Request. Could you output the lines below as a two-column CSV with the columns "prompt" and "completion", with one row for each group of lines that asks for points and the answer given right after it? Put every field in double quotes and turn any line breaks inside a field into spaces.
***** Listed entries *****
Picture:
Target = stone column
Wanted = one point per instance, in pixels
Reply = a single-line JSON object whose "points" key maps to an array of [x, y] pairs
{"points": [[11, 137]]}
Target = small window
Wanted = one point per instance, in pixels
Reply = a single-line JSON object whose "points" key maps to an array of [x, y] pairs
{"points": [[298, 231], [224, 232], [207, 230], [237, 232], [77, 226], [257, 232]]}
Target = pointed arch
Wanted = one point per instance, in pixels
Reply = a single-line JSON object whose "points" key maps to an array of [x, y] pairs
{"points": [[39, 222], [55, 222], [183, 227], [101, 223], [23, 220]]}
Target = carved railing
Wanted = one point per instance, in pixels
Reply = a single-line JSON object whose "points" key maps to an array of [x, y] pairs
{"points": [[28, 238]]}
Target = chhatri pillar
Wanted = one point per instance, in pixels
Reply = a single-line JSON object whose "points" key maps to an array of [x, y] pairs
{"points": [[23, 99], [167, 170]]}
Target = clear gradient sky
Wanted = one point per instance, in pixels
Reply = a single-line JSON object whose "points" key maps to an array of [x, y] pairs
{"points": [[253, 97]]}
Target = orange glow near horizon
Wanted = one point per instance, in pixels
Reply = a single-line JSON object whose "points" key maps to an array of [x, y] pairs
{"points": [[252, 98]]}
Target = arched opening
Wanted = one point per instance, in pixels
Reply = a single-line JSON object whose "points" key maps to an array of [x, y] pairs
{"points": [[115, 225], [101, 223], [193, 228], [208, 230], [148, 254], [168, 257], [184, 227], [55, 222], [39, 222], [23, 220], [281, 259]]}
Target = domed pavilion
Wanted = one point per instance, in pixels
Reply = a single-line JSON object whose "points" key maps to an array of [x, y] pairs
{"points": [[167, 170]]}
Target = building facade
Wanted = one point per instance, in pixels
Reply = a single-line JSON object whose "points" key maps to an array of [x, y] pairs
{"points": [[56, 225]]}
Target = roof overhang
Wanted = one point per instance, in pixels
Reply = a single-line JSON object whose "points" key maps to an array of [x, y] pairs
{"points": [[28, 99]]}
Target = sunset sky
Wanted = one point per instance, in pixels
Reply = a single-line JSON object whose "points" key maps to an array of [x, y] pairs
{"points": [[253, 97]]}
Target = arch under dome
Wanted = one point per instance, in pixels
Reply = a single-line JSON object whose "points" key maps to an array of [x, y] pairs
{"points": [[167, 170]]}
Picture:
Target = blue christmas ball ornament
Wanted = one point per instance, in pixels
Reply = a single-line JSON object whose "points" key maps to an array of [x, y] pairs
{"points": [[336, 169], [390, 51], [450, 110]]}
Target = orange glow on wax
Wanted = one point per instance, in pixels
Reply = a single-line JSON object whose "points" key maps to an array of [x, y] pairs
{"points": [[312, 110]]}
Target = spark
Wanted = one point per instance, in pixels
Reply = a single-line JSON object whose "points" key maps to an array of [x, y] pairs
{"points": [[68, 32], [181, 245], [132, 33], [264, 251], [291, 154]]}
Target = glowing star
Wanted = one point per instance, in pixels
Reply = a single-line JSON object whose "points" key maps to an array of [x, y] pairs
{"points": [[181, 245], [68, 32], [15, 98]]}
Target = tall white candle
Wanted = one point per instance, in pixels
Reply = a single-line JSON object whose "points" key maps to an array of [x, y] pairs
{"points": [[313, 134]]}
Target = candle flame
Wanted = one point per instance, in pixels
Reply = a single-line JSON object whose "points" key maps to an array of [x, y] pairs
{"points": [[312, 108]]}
*****
Result for this exercise.
prompt,completion
"Picture: Target = stone column Wanted = one point per instance, in pixels Reply = a single-line JSON object whose ""points"" key maps to an array of [x, y] pairs","{""points"": [[11, 137]]}"
"Target = small window Wanted = one point per instance, in pixels Reply = a single-line JSON object whose ""points"" key maps to an array of [x, y] pairs","{""points"": [[298, 231], [224, 232], [207, 230], [237, 232], [77, 226], [257, 232]]}"
"Target = pointed arch Wanted = one point per instance, in pixels Reply = a single-line JSON object whose ""points"" key maps to an array of [x, y] pairs","{""points"": [[39, 222], [55, 222], [183, 227], [101, 223], [23, 220]]}"
"Target = carved railing Wanted = one point per instance, in pixels Reply = a single-line JSON object whose ""points"" key maps to an array of [x, y] pairs","{""points"": [[28, 238]]}"
"Target = chhatri pillar Wanted = one point per instance, in pixels Reply = a single-line JSON object whose ""points"" key maps to an array of [x, y] pairs","{""points"": [[23, 99], [167, 170]]}"
"Target = clear gradient sky Wanted = one point per instance, in pixels Reply = a single-line JSON object whose ""points"" key maps to an array of [x, y] pairs","{""points"": [[253, 97]]}"
"Target = orange glow near horizon Wanted = one point per instance, in pixels Reply = a single-line JSON object whose ""points"" key maps to an array of [x, y] pairs","{""points"": [[252, 98]]}"
"Target = arched opening Wanted = one point per instance, in pixels Reply = a single-line JSON object whose ""points"" key maps to an array of [x, y] pairs","{""points"": [[115, 225], [101, 223], [193, 228], [208, 230], [148, 254], [168, 257], [184, 227], [55, 222], [39, 222], [23, 220], [281, 259]]}"
"Target = domed pavilion Wanted = one point per instance, in pixels Reply = a single-line JSON object whose ""points"" key maps to an array of [x, y] pairs","{""points"": [[167, 170]]}"
"Target = building facade Wanted = one point per instance, in pixels Reply = a single-line JSON object whose ""points"" key maps to an array of [x, y] pairs","{""points"": [[56, 225]]}"
"Target = roof overhang Wanted = one point per instance, in pixels Reply = a single-line JSON object whose ""points"" key maps to an array of [x, y] pairs","{""points"": [[28, 99]]}"
"Target = sunset sky Wanted = one point per instance, in pixels Reply = a single-line JSON object whose ""points"" key maps to an array of [x, y] pairs","{""points"": [[253, 97]]}"
"Target = arch under dome Wanted = one point per instance, in pixels Reply = a single-line JSON object whose ""points"" key maps to an array of [x, y] pairs","{""points"": [[167, 170]]}"
"Picture: Target = blue christmas ball ornament Wanted = one point per instance, in pixels Reply = a single-line JSON object whose ""points"" key maps to an array of [x, y] pairs","{""points"": [[336, 169], [390, 51], [450, 110]]}"
"Target = orange glow on wax Wanted = one point per instance, in pixels Reply = a single-line JSON object whose ""points"" key maps to an array of [x, y] pairs","{""points"": [[312, 110]]}"
"Target = spark Wanted = one point per instance, in pixels Reply = a single-line JSON object whose ""points"" key maps to an array of [x, y] pairs","{""points"": [[68, 32], [181, 245], [132, 33], [264, 251], [291, 154]]}"
"Target = glowing star Wanted = one point per instance, in pixels Reply = a single-line JSON object whose ""points"" key maps to an array of [x, y] pairs","{""points"": [[181, 245], [68, 32], [15, 98]]}"
"Target = tall white candle Wanted = one point per instance, in pixels Reply = a single-line JSON object whose ""points"" key maps to an array of [x, y] pairs","{""points"": [[313, 134]]}"
"Target = candle flame Wanted = one point per instance, in pixels Reply = a single-line JSON object whose ""points"" key maps to an array of [x, y] pairs","{""points"": [[312, 108]]}"